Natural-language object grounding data
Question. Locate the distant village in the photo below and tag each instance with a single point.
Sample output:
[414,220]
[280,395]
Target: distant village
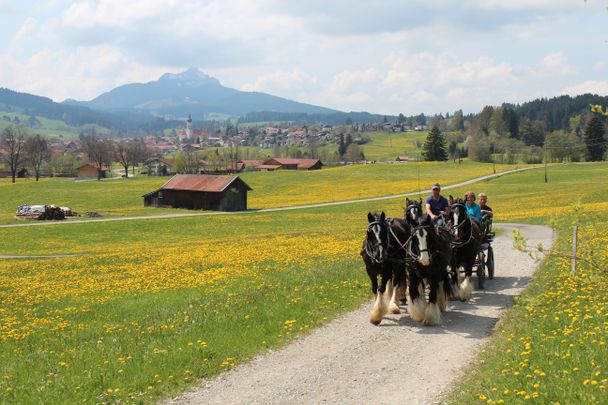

▶ [YOUR TASK]:
Produce an exact copy of the records above, leaving out the pictures.

▶ [EXERCISE SOLUTION]:
Question. Locate the distant village in the photo below and tag each instance with a single point.
Sample output:
[414,220]
[280,395]
Target: distant village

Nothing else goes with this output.